**Selected extract**
—————
Track B – Hotel Workouts: Has the Distressed Debt “Tidal Wave” Arrived in Chicago-Area Hospitality?

  • Challenges & opportunities associated with hotel workouts
  • A look back at 2009: How did the luxury brands hold up in terms of vacancy rates and overall cash flow?
  • Is the budget hotel “recession-proof?”
  • Buying and selling hotels: What kind of deals are getting done in today’s environment?
  • Financing for hotel acquisition and disposition: What’s required of sellers? (i.e. built-in financing) And, how are lenders approaching acquisitions in today’s climate?

Hear From:

  • Moderator: Dana Rowan, Managing Director, Paradigm-Exeter Advisors
  • John Hamilton, SVP Acquisitions & Business Development, Pyramid Hotel Group
  • Robert C. Hazard III, VP of Acquisitions and Development, Hersha Hospitality Trust
  • Steven Kisielica, Principal, Lodging Capital Partners, LLC
  • Dennis Langley, Co-Founder, Montclair Hotel Investors, Inc.
  • Bill Tennis, Executive Vice President and General Counsel, DiamondRock Hospitality Company

3:10 – 3:40 — Networking Break

3:40 – 4:25Alternative, Traditional & Emerging Debt Sources: Who is Lending?

Due to the virtual disappearance of the securitized debt market, Fannie & Freddie, combined, accounted for 92% of real estate acquisition and development financing in 2009. Now, however, it appears CMBS could be returning, albeit very slowly. Will CMBS see its shadow in 2010, or will there be a gradual thawing of the securitized debt market? If not, where will real estate investors and developers turn for debt capital?

  • CMBS Predictions: Signs of life, or false hope?
  • Fannie, Freddie & Government Intervention: Will the GSEs remain active in commercial and residential financing?
  • Defining today’s lenders: The credit crunch has changed the landscape of lending. What’s alternative? What’s emerging? And, what’s traditional in a new lending environment?
  • What will the debt market look like in 12 months from now?

Hear from:

  • Moderator: Jeff Sondgeroth, Principal, West Oak Partners
  • Sue Blumberg, Vice President, Northmarq Capital
  • Daniel Owen Mee, Executive Director, Tremont Realty Capital
  • Ursula Moncau, Executive Vice President, Advantage Bank
  • Brian Shniderson, Managing Director, B&A Capital Partners

4:25 – 5:10 — Featured Discussion: Cracking the Vault: Challenges & Obstacles in Acquisition of Banks’ Real Estate Assets
Banks continue to play a significant role in today’s distressed real estate debt climate. Credit spreads continue to narrow. However, continued illiquidity in the debt market presents challenges for over-levered investors and developers, and potentially new opportunities for investors. How are opportunistic investors approaching distressed debt opportunities with banks? What are the latest trends and patterns in the banking system (and FDIC) that may lead to an increase in distressed note sales? Are healthier banks selling distressed real estate loans, while weaker banks are holding onto troubled loans? In this session, find out, precisely, how the myriad of banks are managing troubled loans, and the best strategies for working with lending institutions.
—————
**Records provided**

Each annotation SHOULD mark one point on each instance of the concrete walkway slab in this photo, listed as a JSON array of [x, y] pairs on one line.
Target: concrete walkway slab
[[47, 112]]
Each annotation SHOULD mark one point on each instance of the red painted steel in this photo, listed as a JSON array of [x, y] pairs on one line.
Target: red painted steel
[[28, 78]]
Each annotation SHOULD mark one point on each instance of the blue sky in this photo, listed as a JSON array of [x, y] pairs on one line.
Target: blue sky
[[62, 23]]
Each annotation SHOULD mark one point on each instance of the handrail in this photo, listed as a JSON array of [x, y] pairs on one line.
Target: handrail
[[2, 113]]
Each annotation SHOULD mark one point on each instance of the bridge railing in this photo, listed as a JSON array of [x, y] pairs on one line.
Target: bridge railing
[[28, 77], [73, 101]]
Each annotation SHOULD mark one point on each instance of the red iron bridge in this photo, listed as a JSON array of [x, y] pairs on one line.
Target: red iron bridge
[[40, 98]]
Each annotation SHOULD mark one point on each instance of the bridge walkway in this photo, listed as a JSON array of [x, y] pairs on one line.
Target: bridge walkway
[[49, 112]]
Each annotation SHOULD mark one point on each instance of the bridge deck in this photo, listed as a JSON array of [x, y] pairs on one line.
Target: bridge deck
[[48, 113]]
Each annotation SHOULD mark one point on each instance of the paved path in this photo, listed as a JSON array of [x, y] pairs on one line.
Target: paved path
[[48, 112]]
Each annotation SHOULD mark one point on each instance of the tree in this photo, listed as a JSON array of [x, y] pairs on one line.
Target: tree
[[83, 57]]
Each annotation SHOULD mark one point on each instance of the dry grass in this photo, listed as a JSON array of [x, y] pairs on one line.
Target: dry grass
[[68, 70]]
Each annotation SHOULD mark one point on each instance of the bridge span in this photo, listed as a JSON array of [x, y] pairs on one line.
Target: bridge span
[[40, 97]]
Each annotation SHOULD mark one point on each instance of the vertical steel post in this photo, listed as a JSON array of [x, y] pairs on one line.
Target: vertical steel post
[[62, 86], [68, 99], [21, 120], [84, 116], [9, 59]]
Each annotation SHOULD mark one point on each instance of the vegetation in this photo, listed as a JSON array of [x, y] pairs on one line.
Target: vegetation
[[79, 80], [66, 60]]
—————
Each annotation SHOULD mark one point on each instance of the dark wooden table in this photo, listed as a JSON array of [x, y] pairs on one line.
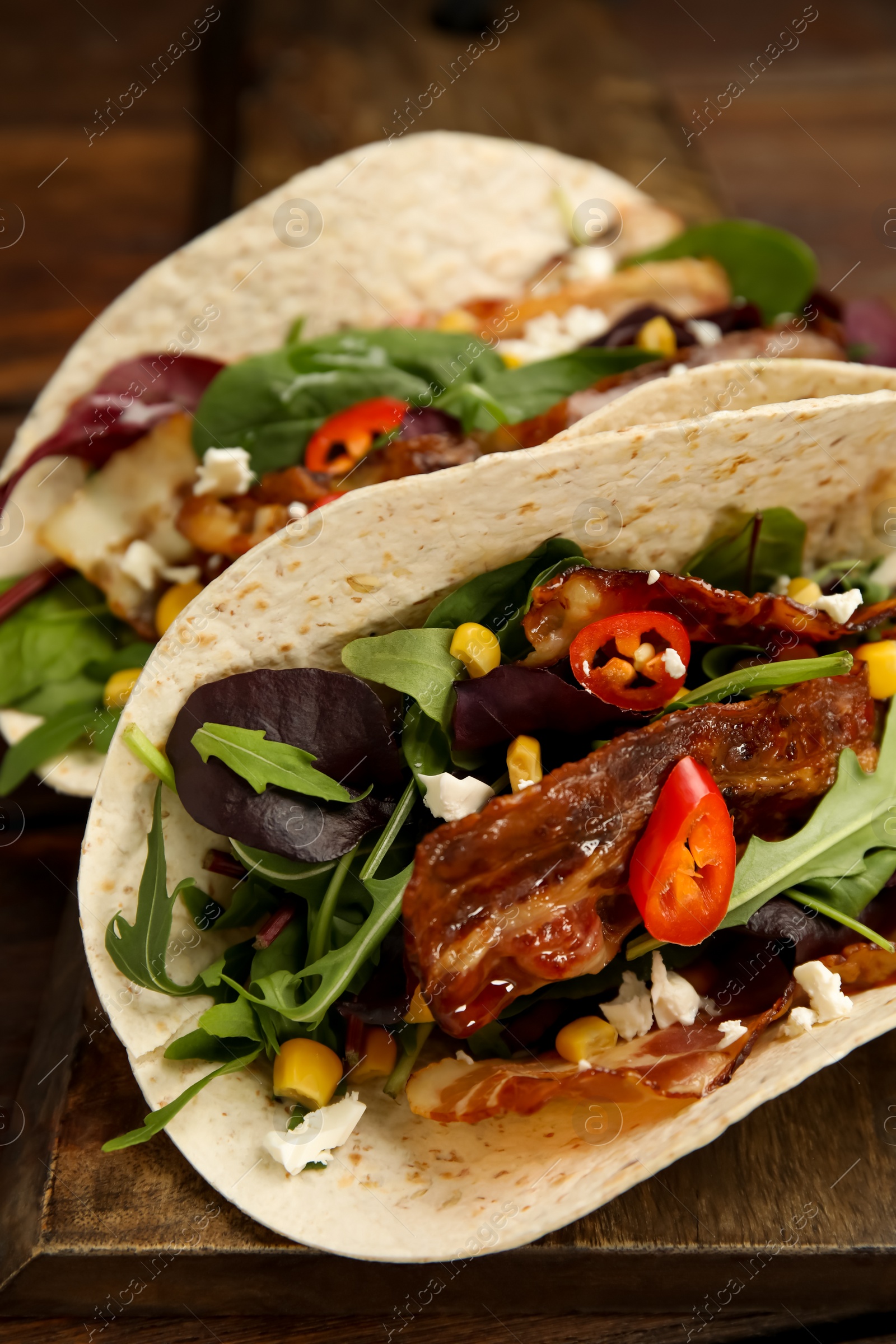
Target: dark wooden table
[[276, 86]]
—————
Write out the stretch of the conference program from "Due to the virtual" through "months from now?", word for word. The rows have nothing to do with the conference program.

Due to the virtual disappearance of the securitized debt market, Fannie & Freddie, combined, accounted for 92% of real estate acquisition and development financing in 2009. Now, however, it appears CMBS could be returning, albeit very slowly. Will CMBS see its shadow in 2010, or will there be a gradual thawing of the securitized debt market? If not, where will real estate investors and developers turn for debt capital?

  • CMBS Predictions: Signs of life, or false hope?
  • Fannie, Freddie & Government Intervention: Will the GSEs remain active in commercial and residential financing?
  • Defining today’s lenders: The credit crunch has changed the landscape of lending. What’s alternative? What’s emerging? And, what’s traditional in a new lending environment?
  • What will the debt market look like in 12 months from now?